═══ Data in this exercise

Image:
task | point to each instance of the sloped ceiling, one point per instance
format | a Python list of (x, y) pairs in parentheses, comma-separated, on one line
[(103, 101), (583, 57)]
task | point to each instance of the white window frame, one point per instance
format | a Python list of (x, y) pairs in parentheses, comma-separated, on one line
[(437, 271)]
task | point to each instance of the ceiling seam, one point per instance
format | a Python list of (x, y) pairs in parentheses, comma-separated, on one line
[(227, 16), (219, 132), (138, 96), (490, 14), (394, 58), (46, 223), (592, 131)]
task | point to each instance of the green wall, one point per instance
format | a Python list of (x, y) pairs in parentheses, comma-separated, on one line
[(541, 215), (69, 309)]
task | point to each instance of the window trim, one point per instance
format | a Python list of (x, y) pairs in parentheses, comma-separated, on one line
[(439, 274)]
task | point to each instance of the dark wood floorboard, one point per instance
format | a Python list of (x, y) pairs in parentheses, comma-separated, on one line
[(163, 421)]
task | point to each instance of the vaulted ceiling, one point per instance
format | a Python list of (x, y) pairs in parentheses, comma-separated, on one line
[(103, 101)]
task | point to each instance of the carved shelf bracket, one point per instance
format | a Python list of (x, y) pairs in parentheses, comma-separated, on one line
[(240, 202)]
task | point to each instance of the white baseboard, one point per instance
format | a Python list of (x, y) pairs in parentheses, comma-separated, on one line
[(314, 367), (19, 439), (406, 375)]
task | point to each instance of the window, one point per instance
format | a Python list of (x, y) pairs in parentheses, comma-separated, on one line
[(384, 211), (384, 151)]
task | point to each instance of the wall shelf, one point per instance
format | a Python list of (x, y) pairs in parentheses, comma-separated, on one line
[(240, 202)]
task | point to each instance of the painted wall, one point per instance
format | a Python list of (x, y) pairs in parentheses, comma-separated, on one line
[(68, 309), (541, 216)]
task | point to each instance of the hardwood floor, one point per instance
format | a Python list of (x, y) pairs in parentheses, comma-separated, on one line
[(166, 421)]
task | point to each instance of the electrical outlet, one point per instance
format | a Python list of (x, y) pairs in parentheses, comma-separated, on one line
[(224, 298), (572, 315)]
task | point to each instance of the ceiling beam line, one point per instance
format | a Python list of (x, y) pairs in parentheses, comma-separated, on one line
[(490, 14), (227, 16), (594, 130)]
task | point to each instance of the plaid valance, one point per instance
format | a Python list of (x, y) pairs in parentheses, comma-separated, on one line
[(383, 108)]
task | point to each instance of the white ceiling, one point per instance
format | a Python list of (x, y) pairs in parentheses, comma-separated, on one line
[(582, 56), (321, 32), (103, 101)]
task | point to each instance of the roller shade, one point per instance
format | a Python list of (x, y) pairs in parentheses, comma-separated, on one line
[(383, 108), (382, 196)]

══════

▶ Problem requirements: Exactly reproduce every line found in the records.

▶ Solution:
Image:
task | point to each instance of the sloped ceiling, one point per instance
format | a Python list of (x, y) pairs in parentheses, comma-separated, on one line
[(103, 101), (583, 57)]
task | point to each instance of the white window frame, one point per instance
format | a Python list of (x, y) pairs in parentheses, comma-separated, on one line
[(437, 271)]
task | point to each instance of the ceiling seam, one point per instance
format | a Python list of (x, y) pairs in parentheses, comma-separated, on one line
[(227, 16), (219, 132), (138, 96), (490, 14), (394, 58), (46, 223), (592, 131)]
task | point to each instance of the green wall, one point per instance
format | a Python list of (x, y) pairs in parentheses, comma-separated, on one line
[(541, 215), (69, 309)]
task | point to each instance of the window trim, one point per instance
format | a Python list of (x, y) pairs in parentheses, comma-separated, on one line
[(439, 274)]
task | point to each instance of the dark wood floorboard, one point per instance
format | a Python list of (x, y) pairs in parentheses, comma-separated, on one line
[(163, 421)]
task | point to each instance of the vaulted ceiling, one point per instance
format | a Python list of (x, y) pairs in parentheses, comma-separated, on one line
[(103, 101)]
task | point to each instance of the carved shelf bracket, one point per instance
format | a Python list of (x, y) pairs in parentheses, comma-separated, on one line
[(240, 202)]
task | point to each instance of the white baseboard, one point per instance
format | a Python list of (x, y) pairs in parentheses, comma-separated, on one line
[(314, 367), (19, 439), (406, 375)]
task | point to each instance of the window, one point per instance
format | a Python list of (x, y) pairs in parentheses, comma-separated, on one line
[(384, 211), (384, 151)]
task | point to each instance of the wall shelf, one point per instance
format | a Python list of (x, y) pairs in parentheses, comma-separated, on one line
[(240, 202)]
task | point to each instance of the painted wall, one point per instance
format | a Python list of (x, y) pairs in parentheses, comma-separated, on one line
[(68, 309), (541, 216)]
task | point to each instance of the hardwood floor, one point per instance
format | a Python list of (x, y) pairs in parentheses, comma-separated, on one line
[(166, 421)]
task | point to each instance of the electrical outlet, one point per instance
format | a Python list of (x, y) pairs in parentheses, comma-separated, on one line
[(224, 298), (572, 315)]
task | point to each instance of the ceiling beam line, one point per instance
format | a Python list of (x, y) pairs in parentheses, comma-separated, on one line
[(490, 14), (227, 16), (594, 130)]
task | point to each instance of the plaid valance, one point per instance
format | a Python list of (x, y) pairs in parentheses, comma-separated, on one line
[(383, 108)]
task | point to each instance of the white ceiling, one point per instance
format | a Python list of (x, y) pairs in parentheses, comma-separated, on one line
[(582, 56), (321, 32), (103, 101)]
task | point to each instance of the roller shade, one point per instance
format | a Python list of (x, y) pairs in parentheses, comma-separated, on one line
[(383, 108), (382, 196)]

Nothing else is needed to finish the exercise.